STATED TASK
Your task is to give the data again, exactly, with every line intact.

::::

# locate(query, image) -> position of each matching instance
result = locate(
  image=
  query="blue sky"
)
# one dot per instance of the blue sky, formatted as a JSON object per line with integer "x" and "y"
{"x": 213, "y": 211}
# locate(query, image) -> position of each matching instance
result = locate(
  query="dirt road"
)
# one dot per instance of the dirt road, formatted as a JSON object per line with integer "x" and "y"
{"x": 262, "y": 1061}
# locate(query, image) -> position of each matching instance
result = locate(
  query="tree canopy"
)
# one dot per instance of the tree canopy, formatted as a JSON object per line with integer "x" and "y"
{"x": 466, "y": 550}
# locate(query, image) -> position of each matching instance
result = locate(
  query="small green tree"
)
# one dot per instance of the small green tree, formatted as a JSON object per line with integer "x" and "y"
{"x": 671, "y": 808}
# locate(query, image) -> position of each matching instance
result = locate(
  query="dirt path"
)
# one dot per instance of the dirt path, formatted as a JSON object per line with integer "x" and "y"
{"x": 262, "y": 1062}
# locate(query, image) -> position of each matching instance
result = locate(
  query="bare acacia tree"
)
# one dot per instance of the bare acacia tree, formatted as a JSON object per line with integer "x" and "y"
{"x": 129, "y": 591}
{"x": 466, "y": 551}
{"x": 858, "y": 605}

::::

COMPLETE ANSWER
# locate(query, image) -> position of each matching instance
result = locate(
  image=
  query="blue sky"
)
# one dot per instance of the blue sky, formatted as a JSON object per line with integer "x" and "y"
{"x": 213, "y": 211}
# locate(query, image) -> position of each matching instance
result = locate(
  query="dirt road"
)
# one dot per instance of the dirt road, formatted as a JSON object per line with integer "x" and "y"
{"x": 262, "y": 1061}
# locate(query, image) -> position of each matching instance
result = locate(
  query="tree canopy"
)
# one dot per instance of the tree canopy, formatted as a JSON object per line with integer "x" and "y"
{"x": 466, "y": 550}
# locate(query, image) -> position of each matching instance
result = locate(
  query="small green tree"
)
# one dot per instance of the small green tree, formatted as a JSON object per line with integer "x" and "y"
{"x": 671, "y": 808}
# locate(query, image) -> position of each matching instance
result = locate(
  query="dirt path"
)
# one dot per instance of the dirt path, formatted as a JSON object per line with integer "x" and "y"
{"x": 262, "y": 1062}
# locate(query, image) -> position of each matching instance
result = locate(
  query="bare acacia tree"
)
# one dot per instance of the bare acacia tree, formatted as a JSON object per line with integer "x" and "y"
{"x": 129, "y": 591}
{"x": 466, "y": 551}
{"x": 858, "y": 605}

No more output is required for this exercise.